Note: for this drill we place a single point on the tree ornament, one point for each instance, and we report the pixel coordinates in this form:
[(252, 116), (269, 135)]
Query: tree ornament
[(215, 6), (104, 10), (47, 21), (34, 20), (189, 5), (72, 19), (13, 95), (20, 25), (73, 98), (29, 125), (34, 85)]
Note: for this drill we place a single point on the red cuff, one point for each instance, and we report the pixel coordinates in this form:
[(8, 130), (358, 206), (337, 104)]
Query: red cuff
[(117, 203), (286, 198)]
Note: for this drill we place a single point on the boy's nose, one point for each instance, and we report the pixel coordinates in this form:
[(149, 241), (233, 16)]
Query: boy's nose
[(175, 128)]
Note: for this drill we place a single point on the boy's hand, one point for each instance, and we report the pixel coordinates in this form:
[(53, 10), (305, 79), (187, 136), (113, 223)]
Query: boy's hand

_Job:_ Write out all of the lines above again, requests included. Multiply each point coordinate in the answers by 0.45 and round to the nearest whole number, with halves rounded up.

_Output of the task:_
Note: for this drill we place a single point on the tree ornament, one point for each instance, and we report the pixel coordinates in this form:
[(252, 116), (269, 135)]
Query: tree ornament
[(97, 3), (47, 5), (21, 9), (15, 9), (85, 2), (32, 9), (6, 43), (9, 11), (33, 44), (13, 56), (15, 38)]
Note: for this drill we place a single point on the red cuff, one point for each instance, and we report the pixel coordinates in this form:
[(8, 130), (358, 206), (337, 104)]
Query: red cuff
[(53, 91), (129, 89)]
Note: for this drill we place a single point on the boy's nose, one point for each instance, and we report the pixel coordinates in this form:
[(149, 241), (233, 16)]
Query: boy's nose
[(79, 58)]
Note: for this drill we place a single point on the boy's hand, one point for each instance, and we report the pixel coordinates in this form:
[(53, 10), (305, 79), (187, 136), (113, 223)]
Query: boy's hand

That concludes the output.